Document text:
_ _ _ _ _

Amen to that. Breakfast in a busy restaurant will kick
your butt.....til you get good enough to kick it back-once that happens you're suddenly a much better line cook.


----------



## Cdp (Aug 31, 2017)

mis enplus
man very simple own your section and not being silly but give your section a name the basis of this is you will take care of something if named.(psychologically speaking )

Everynight that fridge is stripped cleaned out wiped out
hope th emods don't get me but
clean that bitch clean as ready to go hard again the next night like a good bitch should

mine was named little bitch and little bitch was always good to go

failing to prepare is prepairing to fail


----------



## kaiquekuisine (Apr 11, 2013)

As a person who has been doing saute for years now, i´ll tell you that in a restaurant where saute is the backbone of the kitchen, you need to be very fast and organized. Your movements have to be well calculated, everything needs to be close by, and there isnt much room for wandering around. 

Recently i started working in a new restaurant thats basically open from 10-10 everyday. We do brunch, breakfast, coffebreak and dinner and saute has orders up to max the entire time. I work with only one more cook and we don´t even have time to get water to drink during a rush or in general (have to keep a cup always near by). It´s a fast paced station meant for people who love adrenline, with experience and can handle that sort of pressure. A lot of things may be heated, some things may be al a minute its a station that can be very challenging and takes time to work out the kinks. 

I started working saute at 18 after trade school. Today at 22 it´s my favorite station and the one the i usually do the best on. I´m fast, i love the heat and i love the pressure. Today i was filled with orders, and had to memorize various verbal fires, all while cooking. It´s a station that i find pretty rewarding, but it´s a station that if you don´t have everything up and running, anything that runs out screws you. Don´t feel bad, it was an experience, everyone gets better. 

I used to suck at saute when i first started, and today i love the station. Next time around you will be smarter, faster and more experienced.


----------



## TheSaladGuy (Aug 9, 2017)

Thanks for everyones great advice and commentary on this threat. I appreciate it a lot! Currently I've been studying, taking a break for a minute and looking back on everything I did wrong and how to improve it for the future. Taking notes from my memories there, my weak points and overall just mentally preparing myself for my next job and how I plan to walk in the door.

But I do not think I will apply for another Saute position yet, at least not at such a high end and face paced restaurant such as that one.


----------

_ _ _ _ _

[Excerpt from a dataset]

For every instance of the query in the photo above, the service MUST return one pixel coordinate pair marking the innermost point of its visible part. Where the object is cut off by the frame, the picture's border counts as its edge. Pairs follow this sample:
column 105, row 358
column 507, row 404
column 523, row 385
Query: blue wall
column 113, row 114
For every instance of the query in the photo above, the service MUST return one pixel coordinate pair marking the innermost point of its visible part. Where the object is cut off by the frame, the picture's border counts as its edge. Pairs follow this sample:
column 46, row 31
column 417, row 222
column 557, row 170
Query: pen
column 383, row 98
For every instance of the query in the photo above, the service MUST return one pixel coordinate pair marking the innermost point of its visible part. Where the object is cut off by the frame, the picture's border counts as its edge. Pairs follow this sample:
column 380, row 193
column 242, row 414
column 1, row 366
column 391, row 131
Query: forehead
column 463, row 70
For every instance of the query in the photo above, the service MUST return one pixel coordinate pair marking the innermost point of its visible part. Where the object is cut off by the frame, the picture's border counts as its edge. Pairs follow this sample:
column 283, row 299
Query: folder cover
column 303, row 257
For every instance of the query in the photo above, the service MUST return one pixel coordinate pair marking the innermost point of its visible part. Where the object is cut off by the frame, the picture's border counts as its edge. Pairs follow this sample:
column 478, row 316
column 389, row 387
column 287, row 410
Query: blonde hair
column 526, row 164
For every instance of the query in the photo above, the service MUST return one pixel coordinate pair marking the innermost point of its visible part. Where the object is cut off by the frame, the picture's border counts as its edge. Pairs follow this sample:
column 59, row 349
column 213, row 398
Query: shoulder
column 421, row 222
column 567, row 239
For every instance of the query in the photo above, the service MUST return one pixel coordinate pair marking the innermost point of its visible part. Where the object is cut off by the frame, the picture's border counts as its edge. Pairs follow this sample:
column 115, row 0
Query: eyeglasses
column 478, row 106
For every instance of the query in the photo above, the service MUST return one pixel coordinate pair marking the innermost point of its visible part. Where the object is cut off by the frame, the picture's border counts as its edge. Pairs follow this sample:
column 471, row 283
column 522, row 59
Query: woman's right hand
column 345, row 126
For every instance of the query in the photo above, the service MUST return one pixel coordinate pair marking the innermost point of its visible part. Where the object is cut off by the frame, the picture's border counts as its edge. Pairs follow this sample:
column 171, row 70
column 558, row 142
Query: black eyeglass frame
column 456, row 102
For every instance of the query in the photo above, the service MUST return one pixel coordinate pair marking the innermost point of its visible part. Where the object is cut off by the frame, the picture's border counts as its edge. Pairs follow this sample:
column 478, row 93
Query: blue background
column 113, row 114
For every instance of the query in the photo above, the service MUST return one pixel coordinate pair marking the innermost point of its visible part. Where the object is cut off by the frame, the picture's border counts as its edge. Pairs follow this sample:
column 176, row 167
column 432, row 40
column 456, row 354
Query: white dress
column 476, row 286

_ _ _ _ _

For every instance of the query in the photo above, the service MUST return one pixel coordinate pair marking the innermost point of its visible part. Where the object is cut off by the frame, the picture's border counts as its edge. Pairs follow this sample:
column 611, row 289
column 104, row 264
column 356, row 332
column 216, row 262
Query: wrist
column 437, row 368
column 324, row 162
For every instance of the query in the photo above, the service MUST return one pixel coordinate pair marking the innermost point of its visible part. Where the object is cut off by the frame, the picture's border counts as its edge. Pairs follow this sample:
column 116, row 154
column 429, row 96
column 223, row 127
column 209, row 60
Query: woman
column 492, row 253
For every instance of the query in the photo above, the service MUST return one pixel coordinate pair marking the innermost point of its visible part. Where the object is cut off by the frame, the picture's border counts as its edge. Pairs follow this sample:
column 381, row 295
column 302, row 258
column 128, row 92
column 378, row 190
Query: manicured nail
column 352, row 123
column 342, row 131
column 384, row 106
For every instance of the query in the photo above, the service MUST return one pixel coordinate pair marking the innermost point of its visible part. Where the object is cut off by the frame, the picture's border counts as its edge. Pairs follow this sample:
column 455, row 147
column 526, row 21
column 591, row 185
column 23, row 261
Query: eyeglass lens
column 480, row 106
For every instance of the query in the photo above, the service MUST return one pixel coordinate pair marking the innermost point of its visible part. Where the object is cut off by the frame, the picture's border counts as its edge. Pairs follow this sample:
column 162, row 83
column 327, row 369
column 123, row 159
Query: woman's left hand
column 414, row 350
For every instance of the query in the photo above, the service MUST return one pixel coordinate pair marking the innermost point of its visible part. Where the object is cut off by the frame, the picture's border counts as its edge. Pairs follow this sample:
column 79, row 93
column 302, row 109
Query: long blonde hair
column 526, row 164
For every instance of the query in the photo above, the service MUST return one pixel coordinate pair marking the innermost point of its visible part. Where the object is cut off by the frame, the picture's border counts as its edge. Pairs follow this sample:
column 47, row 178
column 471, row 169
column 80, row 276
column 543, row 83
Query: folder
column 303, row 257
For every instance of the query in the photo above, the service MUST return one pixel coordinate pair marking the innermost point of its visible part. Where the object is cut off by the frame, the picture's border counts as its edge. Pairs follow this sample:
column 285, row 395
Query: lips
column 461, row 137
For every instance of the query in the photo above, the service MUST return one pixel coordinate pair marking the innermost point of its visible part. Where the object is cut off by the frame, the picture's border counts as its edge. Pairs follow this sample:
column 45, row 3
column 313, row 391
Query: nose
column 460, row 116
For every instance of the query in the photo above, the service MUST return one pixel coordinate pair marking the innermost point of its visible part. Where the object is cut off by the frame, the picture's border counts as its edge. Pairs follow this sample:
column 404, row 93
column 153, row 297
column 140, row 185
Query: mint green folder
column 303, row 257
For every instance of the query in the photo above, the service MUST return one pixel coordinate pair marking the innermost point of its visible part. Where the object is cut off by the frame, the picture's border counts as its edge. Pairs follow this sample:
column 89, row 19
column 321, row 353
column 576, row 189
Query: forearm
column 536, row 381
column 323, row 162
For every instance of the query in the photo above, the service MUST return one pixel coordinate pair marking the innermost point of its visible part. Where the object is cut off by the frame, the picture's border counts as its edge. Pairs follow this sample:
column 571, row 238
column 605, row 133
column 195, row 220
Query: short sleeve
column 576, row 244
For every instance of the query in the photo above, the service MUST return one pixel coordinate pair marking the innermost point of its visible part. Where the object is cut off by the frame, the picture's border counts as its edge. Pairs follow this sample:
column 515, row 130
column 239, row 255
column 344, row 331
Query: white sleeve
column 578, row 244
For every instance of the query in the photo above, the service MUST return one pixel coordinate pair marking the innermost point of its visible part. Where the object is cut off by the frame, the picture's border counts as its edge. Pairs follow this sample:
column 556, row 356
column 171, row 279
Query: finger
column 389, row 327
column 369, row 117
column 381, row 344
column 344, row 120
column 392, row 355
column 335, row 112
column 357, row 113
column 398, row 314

_ _ _ _ _

Exercise directions:
Quote the cooking forum thread word for word, beginning at the words "I started working saute" and stopping after "and more experienced.". Work only from the cooking forum thread, not the data.

Solved exercise:
I started working saute at 18 after trade school. Today at 22 it´s my favorite station and the one the i usually do the best on. I´m fast, i love the heat and i love the pressure. Today i was filled with orders, and had to memorize various verbal fires, all while cooking. It´s a station that i find pretty rewarding, but it´s a station that if you don´t have everything up and running, anything that runs out screws you. Don´t feel bad, it was an experience, everyone gets better. 

I used to suck at saute when i first started, and today i love the station. Next time around you will be smarter, faster and more experienced.